> [Directions for this task] Your task is to write out all of the records once more, exactly.

> [Dataset extract]
▼
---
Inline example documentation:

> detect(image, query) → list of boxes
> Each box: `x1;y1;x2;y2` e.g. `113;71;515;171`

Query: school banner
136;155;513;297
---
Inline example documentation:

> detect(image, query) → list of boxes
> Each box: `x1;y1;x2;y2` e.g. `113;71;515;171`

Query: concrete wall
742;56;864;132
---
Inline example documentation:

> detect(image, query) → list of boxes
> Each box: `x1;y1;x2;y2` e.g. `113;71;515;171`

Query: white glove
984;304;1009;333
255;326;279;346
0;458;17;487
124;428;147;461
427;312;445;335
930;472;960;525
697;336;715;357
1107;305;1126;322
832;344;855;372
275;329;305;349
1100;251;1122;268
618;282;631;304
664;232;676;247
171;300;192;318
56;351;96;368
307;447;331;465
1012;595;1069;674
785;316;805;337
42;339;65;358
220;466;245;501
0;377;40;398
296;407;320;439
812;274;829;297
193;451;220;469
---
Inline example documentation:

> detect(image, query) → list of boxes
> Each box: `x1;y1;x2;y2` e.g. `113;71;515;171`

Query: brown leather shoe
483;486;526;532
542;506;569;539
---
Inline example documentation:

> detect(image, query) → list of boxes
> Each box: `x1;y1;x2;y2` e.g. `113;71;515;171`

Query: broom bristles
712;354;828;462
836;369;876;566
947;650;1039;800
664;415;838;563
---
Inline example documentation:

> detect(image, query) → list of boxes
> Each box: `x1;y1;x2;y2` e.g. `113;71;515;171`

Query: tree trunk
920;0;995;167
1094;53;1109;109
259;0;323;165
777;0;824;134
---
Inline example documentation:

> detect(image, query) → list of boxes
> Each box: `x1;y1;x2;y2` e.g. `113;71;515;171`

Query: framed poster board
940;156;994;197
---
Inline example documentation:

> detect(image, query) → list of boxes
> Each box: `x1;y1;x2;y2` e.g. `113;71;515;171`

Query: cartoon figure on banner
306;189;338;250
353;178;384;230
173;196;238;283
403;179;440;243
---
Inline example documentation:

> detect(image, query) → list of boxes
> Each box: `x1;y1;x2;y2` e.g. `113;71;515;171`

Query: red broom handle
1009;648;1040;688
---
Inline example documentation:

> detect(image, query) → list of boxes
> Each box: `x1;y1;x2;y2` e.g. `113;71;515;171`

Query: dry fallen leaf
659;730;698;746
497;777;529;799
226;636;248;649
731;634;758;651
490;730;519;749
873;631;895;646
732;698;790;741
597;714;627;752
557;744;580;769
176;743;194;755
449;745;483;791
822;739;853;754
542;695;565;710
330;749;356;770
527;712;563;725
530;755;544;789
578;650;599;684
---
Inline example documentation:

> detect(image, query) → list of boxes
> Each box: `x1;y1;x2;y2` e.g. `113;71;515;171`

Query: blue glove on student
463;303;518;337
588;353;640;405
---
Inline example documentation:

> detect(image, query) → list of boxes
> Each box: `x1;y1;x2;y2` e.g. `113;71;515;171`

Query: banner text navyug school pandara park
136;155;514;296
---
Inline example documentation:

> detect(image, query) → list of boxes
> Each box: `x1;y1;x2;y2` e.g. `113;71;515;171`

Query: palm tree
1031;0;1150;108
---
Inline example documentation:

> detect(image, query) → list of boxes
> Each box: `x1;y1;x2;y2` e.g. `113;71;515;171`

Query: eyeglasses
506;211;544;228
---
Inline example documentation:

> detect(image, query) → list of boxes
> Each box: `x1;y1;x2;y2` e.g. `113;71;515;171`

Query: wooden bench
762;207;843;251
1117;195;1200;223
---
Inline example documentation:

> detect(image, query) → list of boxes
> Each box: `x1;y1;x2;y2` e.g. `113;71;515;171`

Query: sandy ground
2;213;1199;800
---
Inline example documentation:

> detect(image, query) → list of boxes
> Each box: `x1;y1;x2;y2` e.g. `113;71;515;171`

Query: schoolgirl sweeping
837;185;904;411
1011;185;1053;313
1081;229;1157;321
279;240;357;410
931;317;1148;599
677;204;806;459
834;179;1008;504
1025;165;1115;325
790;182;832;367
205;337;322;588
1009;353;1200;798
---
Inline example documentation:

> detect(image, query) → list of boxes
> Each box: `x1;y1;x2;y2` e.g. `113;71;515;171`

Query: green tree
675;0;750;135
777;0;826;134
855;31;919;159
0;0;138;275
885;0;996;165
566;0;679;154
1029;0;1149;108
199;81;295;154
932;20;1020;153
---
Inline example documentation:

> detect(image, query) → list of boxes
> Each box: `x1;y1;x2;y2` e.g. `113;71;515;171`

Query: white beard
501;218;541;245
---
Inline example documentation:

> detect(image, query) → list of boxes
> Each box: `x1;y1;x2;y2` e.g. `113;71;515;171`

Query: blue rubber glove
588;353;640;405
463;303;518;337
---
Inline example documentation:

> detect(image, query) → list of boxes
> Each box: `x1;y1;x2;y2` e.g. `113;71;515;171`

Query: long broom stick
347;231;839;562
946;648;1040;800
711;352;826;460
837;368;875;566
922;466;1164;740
▲
> [Finished exercise]
---
Inline example documentation:

> detect(image, query) → list of boxes
> Each box: `x1;y1;x2;y2` e.g. `113;71;515;171`

Query: school banner
136;155;513;297
---
Inline example documentation:

> detect(image, query) → list of boxes
> Each box: `x1;y1;x2;y2` e.g. `113;71;515;171`

Query: concrete wall
742;56;864;132
---
Inline example documentation:

> detect(image, query) → list of boxes
> Each box: `x1;y1;x2;y2` e.g. `113;71;515;171`

Query: white glove
984;304;1009;333
255;326;279;346
0;458;17;487
124;428;147;461
427;312;445;335
930;472;960;525
697;336;715;357
1107;305;1126;322
832;344;855;372
275;329;305;349
1100;251;1122;268
618;282;631;304
664;232;676;247
171;300;192;318
56;351;96;368
307;447;331;465
1012;595;1069;674
785;316;805;337
42;339;65;358
220;466;245;501
0;377;40;398
296;407;320;439
812;274;829;297
193;451;220;469
---
Inline example documentation:

> detect(image, query) → list of boxes
> Each box: `x1;y1;x2;y2` e.g. `113;71;515;171`

Query: brown leather shoe
483;486;526;532
542;506;569;539
---
Inline example documentation:

> detect(image, query) → list of boxes
> Each box: `x1;y1;x2;y2` e.g. `113;71;515;171`

Query: broom bristles
712;354;828;462
836;369;876;566
947;650;1039;800
664;415;838;563
---
Inline example documentation:

> detect(image, query) → list of boxes
> Each box: `x1;y1;x2;y2` e.g. `113;71;515;171`

Query: tree trunk
920;0;995;167
1094;53;1109;109
259;0;323;165
777;0;824;134
---
Inline example documentation:

> detect(image, query) → list of boxes
> Each box: `x1;y1;x2;y2` e.g. `113;71;515;171`

Query: framed poster board
940;156;994;197
---
Inline example documentation:

> detect(image, query) → list of boxes
> Each box: `x1;y1;x2;y2` e.g. `113;71;515;171`

Query: cartoon figure on banner
306;189;338;250
353;178;384;230
173;196;238;283
403;179;440;243
---
Inline example documentation:

> detect(image, query) → list of boxes
> Each box: `x1;y1;x2;y2` e.g. `113;71;515;171`

Query: red broom handle
1009;648;1040;688
---
Inline example documentation:

> detect(image, query) → list of boxes
> Each box: `x1;y1;x2;y2` e.g. `113;71;515;171`

Query: dry fallen leaf
659;730;698;746
497;777;529;799
226;636;248;649
731;634;758;651
490;730;519;749
873;631;895;646
732;698;790;741
597;714;627;752
557;744;580;769
176;743;194;755
449;745;483;791
822;739;853;754
542;695;565;710
330;749;356;770
527;712;563;725
530;755;544;789
578;650;599;684
---
Inline example documentation:

> detect(image, query) → list of boxes
> Each box: `x1;y1;x2;y2` e.g. `113;71;515;171`

Query: blue glove on student
463;303;518;337
588;353;640;405
---
Inline example documentation:

> detect(image, query) → list of boxes
> Each box: `x1;y1;x2;y2` e.g. `113;71;515;171`

Query: banner text navyug school pandara park
136;155;514;296
---
Inline example documentation:

> detect(image, query) → list of boxes
> Each box: `x1;y1;x2;y2` e.g. `113;71;515;171`

Query: palm tree
1031;0;1150;108
---
Inline example documentation:

> detect(image, query) → list of boxes
> Each box: `x1;y1;x2;y2` e.g. `113;71;515;171`

Query: eyeglasses
506;211;544;228
---
Inline example documentation:

> detect(image, query) → list of boxes
> Each box: `x1;y1;x2;y2` e.g. `113;71;515;171`

Query: wooden bench
762;207;843;251
1117;195;1200;223
---
Inline example documentation:

> detect(image, query) → list of boxes
> Each box: `x1;y1;x2;y2` e.g. `113;71;515;171`

Query: sandy ground
2;213;1199;800
---
Inline example documentation:

> detect(image, query) → list of boxes
> Each box: `x1;y1;x2;y2` e.g. `113;71;515;171`

Query: schoolgirl sweeping
837;185;904;411
1011;185;1053;313
1081;229;1157;321
279;240;357;410
931;317;1148;599
677;204;806;459
834;179;1008;504
1025;165;1115;325
790;182;832;367
205;337;322;588
1009;353;1200;798
---
Inline example documentation:

> detect(image, query) → list of boxes
> Each box: `x1;y1;x2;y2` e.g. `113;71;515;171`

Query: green tree
675;0;750;135
777;0;826;134
855;31;919;159
0;0;138;275
885;0;996;165
566;0;679;154
1029;0;1149;108
199;81;295;154
932;20;1020;153
---
Inline example documentation:

> detect(image, query) → list of boxes
> Each box: `x1;y1;x2;y2` e.g. `113;71;515;171`

Query: white beard
501;218;541;245
---
Inline example documentation:

> detect(image, query) → list of boxes
> Each box: `x1;y1;x2;y2` e.g. `113;71;515;171`

Query: blue rubber glove
588;353;640;405
463;303;518;337
---
Inline example documentation:

> detect(image, query) → list of boxes
> Each box: `x1;y1;x2;y2` e.g. `113;71;515;171`

Query: long broom stick
347;231;839;562
946;648;1040;800
711;352;826;460
837;368;875;566
922;466;1164;740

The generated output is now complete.